-- start Data for this exercise --

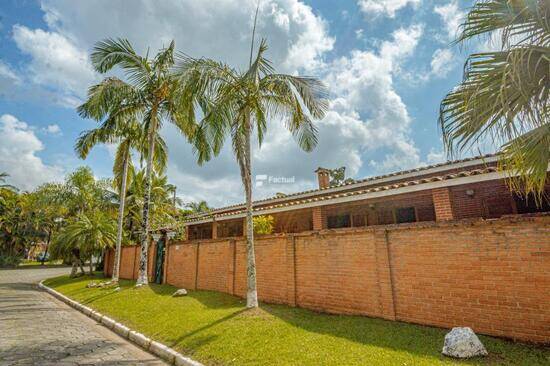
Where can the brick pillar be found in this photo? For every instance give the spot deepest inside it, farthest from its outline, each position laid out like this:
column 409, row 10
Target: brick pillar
column 197, row 248
column 442, row 204
column 291, row 295
column 166, row 260
column 383, row 270
column 214, row 229
column 232, row 247
column 186, row 234
column 319, row 218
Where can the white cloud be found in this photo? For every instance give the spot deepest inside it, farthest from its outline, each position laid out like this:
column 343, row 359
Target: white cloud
column 220, row 29
column 56, row 61
column 436, row 156
column 384, row 7
column 443, row 61
column 8, row 80
column 366, row 115
column 53, row 129
column 298, row 39
column 451, row 16
column 18, row 155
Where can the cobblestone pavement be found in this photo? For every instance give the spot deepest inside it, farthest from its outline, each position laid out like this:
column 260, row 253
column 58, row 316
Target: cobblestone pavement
column 37, row 329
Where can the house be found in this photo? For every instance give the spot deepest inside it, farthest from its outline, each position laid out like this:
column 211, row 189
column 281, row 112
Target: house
column 453, row 190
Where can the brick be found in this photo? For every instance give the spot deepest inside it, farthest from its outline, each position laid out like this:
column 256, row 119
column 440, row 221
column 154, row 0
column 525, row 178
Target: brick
column 486, row 274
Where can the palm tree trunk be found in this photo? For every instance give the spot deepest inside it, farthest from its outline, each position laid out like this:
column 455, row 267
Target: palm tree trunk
column 246, row 173
column 91, row 265
column 142, row 274
column 118, row 247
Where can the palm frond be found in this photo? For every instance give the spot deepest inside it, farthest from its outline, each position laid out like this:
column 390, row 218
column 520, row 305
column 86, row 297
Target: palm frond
column 110, row 53
column 527, row 159
column 523, row 21
column 504, row 95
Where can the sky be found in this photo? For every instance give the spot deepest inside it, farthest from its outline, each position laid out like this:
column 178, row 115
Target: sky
column 386, row 63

-- end Data for this exercise --

Description of the task: Repeat every item above word for word, leaving out the pictures.

Written answer:
Where can the brick pillar be found in this photo? For every instance give the spot deepest inside it, farthest from its outline, each position laid out like this:
column 409, row 10
Target: brick pillar
column 197, row 248
column 442, row 204
column 291, row 295
column 166, row 260
column 383, row 270
column 214, row 229
column 232, row 247
column 186, row 234
column 319, row 218
Where can the white cloud be found in this photo? For every instance give the spot deepest inside it, farthest from its outline, each position laid out like this:
column 343, row 359
Target: white cloud
column 220, row 29
column 56, row 61
column 436, row 156
column 384, row 7
column 443, row 61
column 8, row 80
column 366, row 115
column 53, row 129
column 298, row 39
column 451, row 16
column 18, row 155
Where can the cobblestone pavement be found in this photo? For every instance give the spot deepest inside it, farthest from its outline, each position laid out like this:
column 260, row 253
column 58, row 316
Target: cobblestone pavement
column 37, row 329
Where can the house be found in this photo? For every instance give the spot deepest inside it, farthest from its outline, each position laid out like this:
column 211, row 189
column 281, row 112
Target: house
column 453, row 190
Where can the brick be found in this photo? For every instance give the spot deepest inside it, farthest from its outline, each position laid out like this:
column 256, row 119
column 440, row 221
column 154, row 0
column 525, row 178
Target: brick
column 486, row 274
Where can the palm tree trunk be found in this photo? For every instance give the spot deepest inside it, farthest from its outline, each position laid out like this:
column 455, row 267
Target: palm tree trunk
column 246, row 173
column 91, row 265
column 142, row 274
column 118, row 247
Where can the palm frond be found in this photo? For every instance give the spot deepest inside it, farthest from its outline, each position laid out like this:
column 390, row 218
column 520, row 305
column 86, row 297
Target: palm frond
column 110, row 53
column 527, row 159
column 523, row 21
column 504, row 95
Where can the sky be found in this photo? For every instance give the spot deepest inside it, farthest from its outline, each position laid out like this:
column 178, row 115
Target: sky
column 386, row 63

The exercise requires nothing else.